# [Exercise requirements]
However many lines the data holds, transcribe them all exactly.

# [Dataset]
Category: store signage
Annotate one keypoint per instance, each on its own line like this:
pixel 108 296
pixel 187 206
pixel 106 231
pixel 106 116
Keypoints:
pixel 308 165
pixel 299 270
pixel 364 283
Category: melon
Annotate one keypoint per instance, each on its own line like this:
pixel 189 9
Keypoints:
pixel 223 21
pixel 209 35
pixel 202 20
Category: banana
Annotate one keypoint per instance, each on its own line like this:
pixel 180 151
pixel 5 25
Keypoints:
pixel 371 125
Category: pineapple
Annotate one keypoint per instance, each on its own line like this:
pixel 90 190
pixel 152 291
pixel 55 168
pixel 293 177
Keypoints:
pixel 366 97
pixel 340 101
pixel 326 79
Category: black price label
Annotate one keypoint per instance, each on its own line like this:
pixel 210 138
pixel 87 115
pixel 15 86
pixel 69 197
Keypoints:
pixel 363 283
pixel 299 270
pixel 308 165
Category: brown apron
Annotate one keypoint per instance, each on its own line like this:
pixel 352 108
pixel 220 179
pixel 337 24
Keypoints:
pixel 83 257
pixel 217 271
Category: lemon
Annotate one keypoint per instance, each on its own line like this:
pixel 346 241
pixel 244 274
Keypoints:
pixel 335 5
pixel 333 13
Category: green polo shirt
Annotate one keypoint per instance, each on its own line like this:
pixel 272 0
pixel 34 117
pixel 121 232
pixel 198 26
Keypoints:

# [Expected output]
Category: store signage
Annotate one keypoint per instance, each on its own line like this:
pixel 108 296
pixel 187 206
pixel 106 231
pixel 106 116
Keypoints:
pixel 308 165
pixel 299 270
pixel 364 283
Category: melon
Annotate one keypoint per instance, each on its own line like this:
pixel 189 9
Keypoints:
pixel 223 21
pixel 209 35
pixel 202 20
Category: banana
Annotate one keypoint per instance, each on its own line like this:
pixel 180 151
pixel 5 25
Keypoints:
pixel 371 125
Category: pineapple
Annotate one keypoint per instance, each on its own line like this:
pixel 90 190
pixel 152 291
pixel 55 168
pixel 293 177
Keypoints:
pixel 366 97
pixel 340 101
pixel 326 79
Category: black price label
Annotate one keypoint per instance, each on its own line like this:
pixel 210 138
pixel 87 115
pixel 15 86
pixel 69 197
Keypoints:
pixel 363 283
pixel 299 270
pixel 308 165
Category: brown apron
Annotate one keypoint per instance, each on its own line like this:
pixel 352 108
pixel 220 179
pixel 337 24
Keypoints:
pixel 83 257
pixel 217 271
Category: lemon
Annotate one keypoint per instance, each on its own line like this:
pixel 346 241
pixel 244 274
Keypoints:
pixel 335 5
pixel 333 13
Category: green polo shirt
Annotate one keypoint per instance, each on its own line like this:
pixel 272 0
pixel 34 117
pixel 121 232
pixel 198 26
Keypoints:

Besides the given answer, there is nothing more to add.